• [DOCUMENT EXTRACT]:

******

Would you like to have more people to hang out with because you’re tired of being lonely?
Today, we’re going to talk about how to build a social circle and create more fulfilling connections in your life.
I’m about to share with you the exact same process that I’ve used to figure out how to be less self-conscious and make new friends.
What You'll Learn In This Post
What Does Too Much Loneliness Do?
Too much loneliness isn’t good for your overall health and well-being.
You see, as human beings, we’re meant to be around each other.
If you isolate yourself for an extended period of time, you’ll start to feel anxious and depressed.
This can have a negative impact on the way you see yourself which can cause you to not want to go out and do anything.
And now, you’re stuck in a vicious circle which can be challenging to get out of.
Why Am I So Tired Of Being Alone?
If you’re wondering why you feel tired of being alone, I can relate to you
Speaking from experience, life can get pretty hectic sometimes.
Work piles up, I have deadlines to meet and things just get really chaotic.
During those periods, I just feel so sluggish because I haven’t had a lot of time to interact with people.

******

• [STATED TASK A]:
In the post on loneliness, what happens if you isolate yourself for an extended period of time?
• [STATED TASK B]:
From the post on loneliness, return the passage word for word, beginning at "I’m about to" and stopping after "health and well-being.".

• [DATASET ENTRIES]:
******

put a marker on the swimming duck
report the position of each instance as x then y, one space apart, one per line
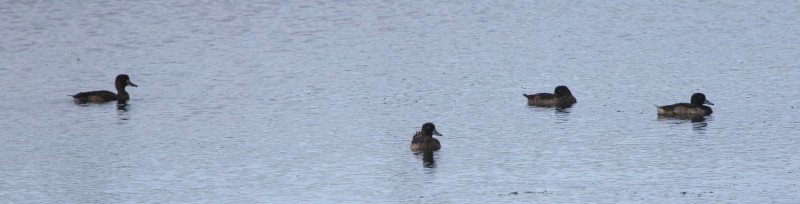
561 97
423 140
695 108
103 96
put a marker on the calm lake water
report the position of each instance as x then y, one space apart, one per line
316 101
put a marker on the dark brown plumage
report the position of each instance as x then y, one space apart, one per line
103 96
687 110
423 140
561 97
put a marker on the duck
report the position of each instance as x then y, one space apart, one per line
423 140
695 108
103 96
561 97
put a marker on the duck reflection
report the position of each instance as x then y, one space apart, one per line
427 158
123 107
698 122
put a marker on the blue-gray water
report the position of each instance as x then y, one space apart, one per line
316 101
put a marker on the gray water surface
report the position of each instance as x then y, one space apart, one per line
315 101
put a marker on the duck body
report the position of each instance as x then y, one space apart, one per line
696 108
103 96
423 140
561 97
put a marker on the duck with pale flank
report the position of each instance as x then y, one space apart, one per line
103 96
561 97
695 108
423 140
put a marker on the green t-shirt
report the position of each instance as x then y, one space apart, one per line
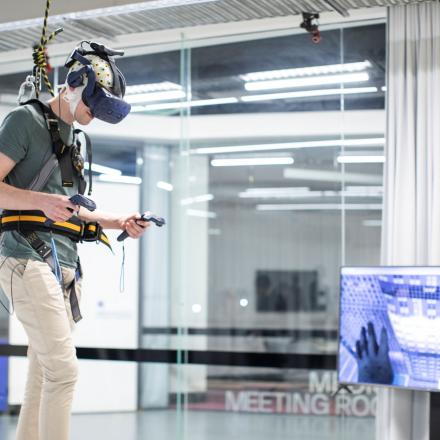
24 138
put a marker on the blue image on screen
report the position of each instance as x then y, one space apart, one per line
389 330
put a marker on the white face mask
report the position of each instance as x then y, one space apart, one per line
73 97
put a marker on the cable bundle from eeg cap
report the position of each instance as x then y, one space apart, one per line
31 87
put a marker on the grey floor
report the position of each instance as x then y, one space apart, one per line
203 425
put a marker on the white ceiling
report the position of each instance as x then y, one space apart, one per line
21 20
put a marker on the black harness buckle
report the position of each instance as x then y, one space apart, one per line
90 234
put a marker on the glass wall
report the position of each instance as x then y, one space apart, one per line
277 183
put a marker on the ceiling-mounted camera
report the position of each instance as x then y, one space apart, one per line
310 24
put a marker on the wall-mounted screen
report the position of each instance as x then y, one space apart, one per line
286 290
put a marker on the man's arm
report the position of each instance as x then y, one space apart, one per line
54 206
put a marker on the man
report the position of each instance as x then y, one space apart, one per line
43 303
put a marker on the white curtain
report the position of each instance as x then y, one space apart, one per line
411 220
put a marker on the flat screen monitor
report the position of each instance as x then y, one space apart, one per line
286 290
389 327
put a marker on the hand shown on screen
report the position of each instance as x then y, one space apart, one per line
373 360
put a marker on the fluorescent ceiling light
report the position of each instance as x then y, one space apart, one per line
153 87
179 105
308 94
306 71
307 82
120 179
331 176
155 96
320 207
365 142
165 186
200 213
102 169
298 192
361 159
197 199
101 12
252 161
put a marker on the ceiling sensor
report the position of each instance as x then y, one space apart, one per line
337 7
310 24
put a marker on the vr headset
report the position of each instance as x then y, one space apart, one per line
105 105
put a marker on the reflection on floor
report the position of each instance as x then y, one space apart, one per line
201 425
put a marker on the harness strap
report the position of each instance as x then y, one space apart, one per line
31 221
45 253
42 177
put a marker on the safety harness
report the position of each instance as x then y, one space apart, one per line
27 223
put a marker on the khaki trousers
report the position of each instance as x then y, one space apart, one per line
44 310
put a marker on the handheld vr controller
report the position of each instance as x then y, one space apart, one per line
158 221
80 200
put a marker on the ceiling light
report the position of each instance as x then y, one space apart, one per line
361 159
197 199
201 213
372 223
307 82
102 169
187 104
165 186
196 308
244 302
155 96
364 142
331 176
308 94
252 161
153 87
306 71
297 192
120 179
319 207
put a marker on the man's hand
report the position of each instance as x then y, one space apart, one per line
133 225
56 206
373 360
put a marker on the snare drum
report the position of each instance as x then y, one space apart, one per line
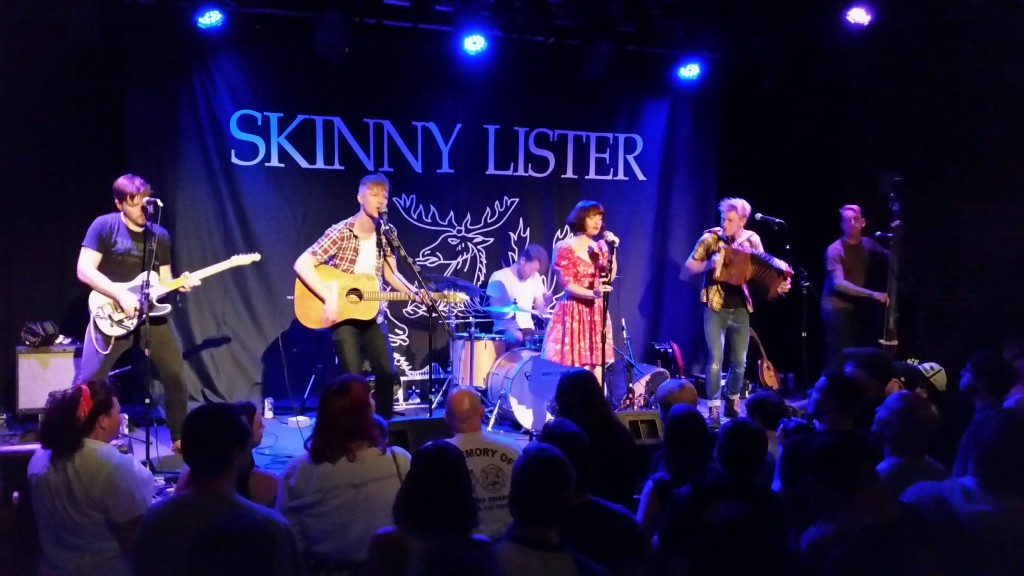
523 383
485 350
535 341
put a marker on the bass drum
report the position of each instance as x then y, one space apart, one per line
523 384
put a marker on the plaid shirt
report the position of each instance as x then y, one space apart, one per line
710 244
339 248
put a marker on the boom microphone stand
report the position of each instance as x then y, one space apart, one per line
148 261
604 319
805 288
392 238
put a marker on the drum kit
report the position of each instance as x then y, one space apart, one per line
517 383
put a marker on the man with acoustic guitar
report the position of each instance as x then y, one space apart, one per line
727 305
114 253
357 246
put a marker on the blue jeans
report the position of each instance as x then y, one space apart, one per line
358 339
734 323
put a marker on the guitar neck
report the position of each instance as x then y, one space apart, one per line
172 285
393 295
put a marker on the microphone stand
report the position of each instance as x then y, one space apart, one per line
630 369
392 238
604 321
148 261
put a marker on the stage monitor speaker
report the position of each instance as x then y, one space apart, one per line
645 425
42 370
411 434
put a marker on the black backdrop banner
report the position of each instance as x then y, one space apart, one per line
258 147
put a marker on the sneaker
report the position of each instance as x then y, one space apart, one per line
732 408
714 417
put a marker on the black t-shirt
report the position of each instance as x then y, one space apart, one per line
858 262
124 249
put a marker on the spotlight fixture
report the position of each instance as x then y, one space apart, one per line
474 43
688 71
858 15
208 17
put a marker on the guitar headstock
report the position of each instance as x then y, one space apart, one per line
244 259
453 297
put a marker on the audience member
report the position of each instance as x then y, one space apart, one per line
857 529
543 484
686 455
87 496
253 484
208 527
906 423
872 369
768 409
338 494
710 520
579 398
985 380
601 531
488 456
434 511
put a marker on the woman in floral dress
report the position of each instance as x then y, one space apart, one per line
573 336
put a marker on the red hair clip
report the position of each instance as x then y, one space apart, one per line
85 403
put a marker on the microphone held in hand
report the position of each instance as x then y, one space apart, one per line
766 218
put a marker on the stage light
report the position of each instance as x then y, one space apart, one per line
209 17
474 43
688 71
858 15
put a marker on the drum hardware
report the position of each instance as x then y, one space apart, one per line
456 284
513 309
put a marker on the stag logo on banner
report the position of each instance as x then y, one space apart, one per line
460 246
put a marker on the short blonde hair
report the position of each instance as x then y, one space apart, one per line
129 186
373 182
737 205
851 208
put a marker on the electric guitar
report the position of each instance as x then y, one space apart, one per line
113 321
358 295
769 378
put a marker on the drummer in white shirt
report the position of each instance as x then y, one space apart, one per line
519 284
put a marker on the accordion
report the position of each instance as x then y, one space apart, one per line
739 266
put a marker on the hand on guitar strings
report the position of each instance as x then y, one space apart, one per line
188 283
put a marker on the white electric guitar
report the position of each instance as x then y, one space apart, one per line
113 321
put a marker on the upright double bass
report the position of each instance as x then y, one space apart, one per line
890 334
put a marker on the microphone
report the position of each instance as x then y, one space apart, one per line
771 219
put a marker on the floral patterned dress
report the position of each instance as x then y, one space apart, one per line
573 336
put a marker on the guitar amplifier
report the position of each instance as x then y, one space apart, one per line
42 370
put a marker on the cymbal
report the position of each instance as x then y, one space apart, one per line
453 283
511 309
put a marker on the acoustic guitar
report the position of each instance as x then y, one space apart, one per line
113 321
358 295
769 378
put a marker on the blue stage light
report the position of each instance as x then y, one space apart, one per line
689 71
209 17
474 44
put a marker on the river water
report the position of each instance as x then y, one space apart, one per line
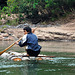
62 64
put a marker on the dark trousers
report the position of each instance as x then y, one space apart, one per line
33 53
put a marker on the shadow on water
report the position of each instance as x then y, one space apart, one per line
60 65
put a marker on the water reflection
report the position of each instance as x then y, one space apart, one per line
57 66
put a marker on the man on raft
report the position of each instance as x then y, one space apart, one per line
30 40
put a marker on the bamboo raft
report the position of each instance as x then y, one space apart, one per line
15 56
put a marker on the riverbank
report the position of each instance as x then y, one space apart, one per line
63 32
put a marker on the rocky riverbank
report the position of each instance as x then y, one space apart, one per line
64 32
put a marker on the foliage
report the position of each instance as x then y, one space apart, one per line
49 9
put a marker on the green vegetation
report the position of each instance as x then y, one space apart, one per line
41 10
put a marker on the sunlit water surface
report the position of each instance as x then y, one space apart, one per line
60 65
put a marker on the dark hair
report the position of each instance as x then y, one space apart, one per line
28 29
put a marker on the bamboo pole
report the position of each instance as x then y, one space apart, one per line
9 47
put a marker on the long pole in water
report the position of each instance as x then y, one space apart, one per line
9 47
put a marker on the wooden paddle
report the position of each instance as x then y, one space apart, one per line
9 46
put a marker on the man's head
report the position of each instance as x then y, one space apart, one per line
27 30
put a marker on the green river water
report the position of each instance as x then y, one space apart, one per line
62 64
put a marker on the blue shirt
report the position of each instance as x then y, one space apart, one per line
31 41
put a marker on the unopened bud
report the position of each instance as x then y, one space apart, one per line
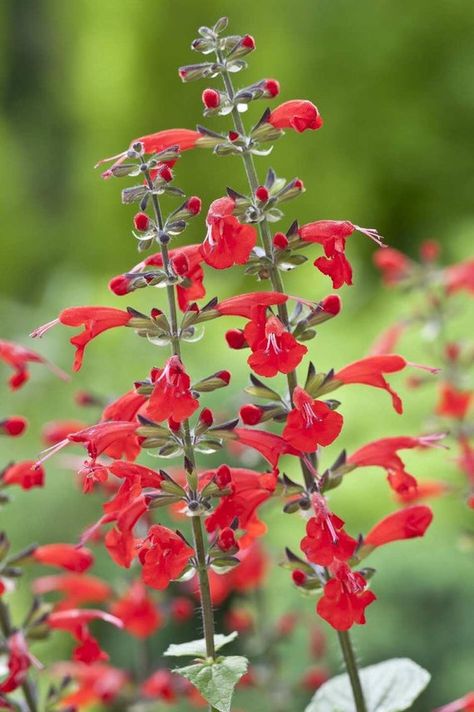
141 222
251 414
211 98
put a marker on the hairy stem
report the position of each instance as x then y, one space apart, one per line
207 612
27 687
277 284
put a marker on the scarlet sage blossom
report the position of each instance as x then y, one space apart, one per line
164 556
370 370
139 614
249 490
228 242
311 423
65 556
325 538
183 139
95 320
277 352
404 524
297 114
345 598
18 358
26 474
186 262
171 396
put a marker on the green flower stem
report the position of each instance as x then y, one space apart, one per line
277 284
207 612
27 687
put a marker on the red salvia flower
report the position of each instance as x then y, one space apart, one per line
13 426
77 589
171 397
278 352
18 358
137 611
404 524
297 114
228 242
65 556
164 556
186 262
26 474
345 598
311 423
325 538
370 370
183 139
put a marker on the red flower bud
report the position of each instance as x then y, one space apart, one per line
193 204
13 426
206 417
262 193
165 173
332 304
211 98
248 42
227 540
251 414
280 241
141 222
272 87
223 476
299 577
235 339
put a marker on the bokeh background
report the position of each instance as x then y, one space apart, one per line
79 80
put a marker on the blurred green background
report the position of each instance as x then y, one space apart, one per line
79 80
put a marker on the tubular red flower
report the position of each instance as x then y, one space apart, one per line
26 474
277 352
311 423
164 556
66 556
228 241
13 426
297 114
171 397
18 357
404 524
369 371
345 598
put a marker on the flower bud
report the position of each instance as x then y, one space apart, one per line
272 87
262 193
165 173
211 98
235 339
193 204
223 476
141 222
299 577
206 417
226 540
251 414
13 426
280 241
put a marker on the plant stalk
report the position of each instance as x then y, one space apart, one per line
277 284
207 612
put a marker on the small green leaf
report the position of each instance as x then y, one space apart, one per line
216 680
197 648
391 686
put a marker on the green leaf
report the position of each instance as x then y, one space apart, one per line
216 680
391 686
197 648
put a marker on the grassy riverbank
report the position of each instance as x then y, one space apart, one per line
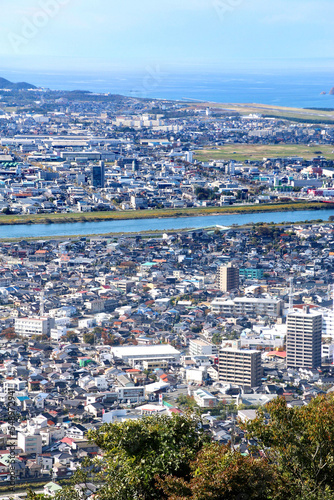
242 152
161 213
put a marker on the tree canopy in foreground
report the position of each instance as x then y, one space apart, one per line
160 457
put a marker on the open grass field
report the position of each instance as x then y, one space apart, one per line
242 152
161 213
275 111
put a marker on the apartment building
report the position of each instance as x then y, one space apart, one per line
227 278
303 339
245 306
240 366
34 326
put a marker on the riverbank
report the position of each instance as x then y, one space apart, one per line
6 220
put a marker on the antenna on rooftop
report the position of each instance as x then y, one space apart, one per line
291 295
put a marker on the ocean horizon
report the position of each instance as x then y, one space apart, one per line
302 90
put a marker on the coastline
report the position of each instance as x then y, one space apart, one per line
8 220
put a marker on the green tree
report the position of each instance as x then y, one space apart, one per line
221 474
137 451
300 443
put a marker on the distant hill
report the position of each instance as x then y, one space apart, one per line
6 84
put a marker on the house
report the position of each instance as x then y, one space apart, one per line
51 489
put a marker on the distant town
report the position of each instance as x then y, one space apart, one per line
103 329
73 152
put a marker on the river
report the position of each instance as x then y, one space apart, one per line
163 224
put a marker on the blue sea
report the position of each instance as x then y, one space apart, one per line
282 89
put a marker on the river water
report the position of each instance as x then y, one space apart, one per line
163 224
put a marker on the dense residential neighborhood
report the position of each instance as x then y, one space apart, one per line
113 328
67 154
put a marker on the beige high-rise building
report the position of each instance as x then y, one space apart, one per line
240 366
228 278
303 339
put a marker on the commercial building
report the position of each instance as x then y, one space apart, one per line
251 273
240 366
204 399
199 347
34 326
303 339
140 353
227 278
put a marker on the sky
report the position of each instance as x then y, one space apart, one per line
179 35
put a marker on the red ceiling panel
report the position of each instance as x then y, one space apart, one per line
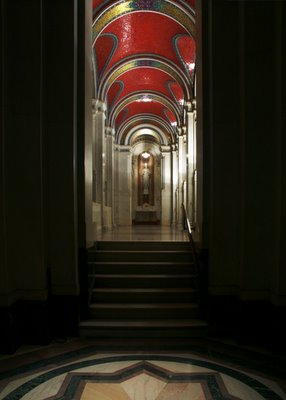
144 31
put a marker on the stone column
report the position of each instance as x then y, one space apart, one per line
99 155
191 162
182 173
109 179
124 186
116 185
174 172
166 198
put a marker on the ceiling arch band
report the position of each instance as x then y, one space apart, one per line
151 62
144 65
118 9
143 120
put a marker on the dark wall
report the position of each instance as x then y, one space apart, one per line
40 133
244 142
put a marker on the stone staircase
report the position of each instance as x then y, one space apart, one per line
143 290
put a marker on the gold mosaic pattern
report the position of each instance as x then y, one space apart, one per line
141 64
160 99
119 9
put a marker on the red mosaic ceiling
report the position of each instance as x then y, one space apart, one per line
144 54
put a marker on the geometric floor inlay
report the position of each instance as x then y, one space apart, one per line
134 377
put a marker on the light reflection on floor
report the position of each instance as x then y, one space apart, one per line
144 233
78 371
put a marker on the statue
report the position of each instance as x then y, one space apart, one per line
145 179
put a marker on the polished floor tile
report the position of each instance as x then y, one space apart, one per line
83 373
144 233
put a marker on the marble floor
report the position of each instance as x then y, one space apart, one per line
144 233
76 370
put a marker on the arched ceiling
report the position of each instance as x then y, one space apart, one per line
144 60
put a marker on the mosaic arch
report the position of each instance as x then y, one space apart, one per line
144 62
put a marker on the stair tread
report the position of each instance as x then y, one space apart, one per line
142 275
145 290
188 251
138 263
143 305
144 323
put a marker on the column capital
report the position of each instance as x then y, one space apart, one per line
98 106
124 149
174 147
189 106
166 149
109 131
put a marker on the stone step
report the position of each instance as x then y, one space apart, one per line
141 245
136 295
142 280
147 328
143 256
138 311
125 267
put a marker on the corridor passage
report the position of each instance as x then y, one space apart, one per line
144 233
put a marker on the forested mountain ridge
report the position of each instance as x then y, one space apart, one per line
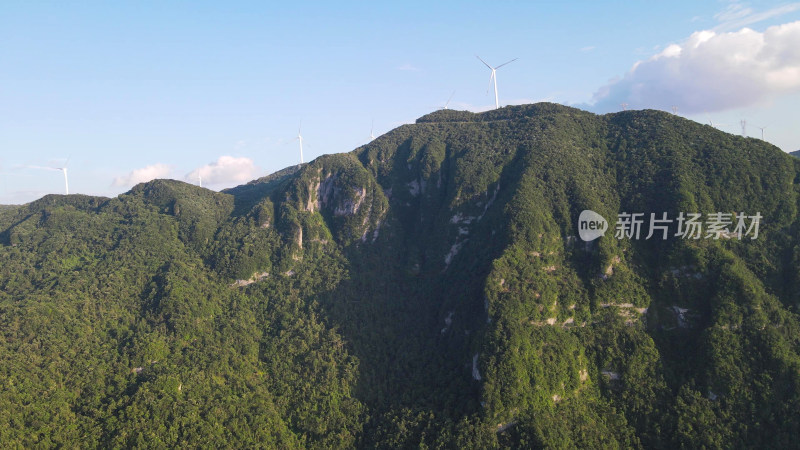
427 289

******

• [REPLY A]:
You'll start to feel anxious and depressed.

• [REPLY B]:
I’m about to share with you the exact same process that I’ve used to figure out how to be less self-conscious and make new friends.
What You'll Learn In This Post
What Does Too Much Loneliness Do?
Too much loneliness isn’t good for your overall health and well-being.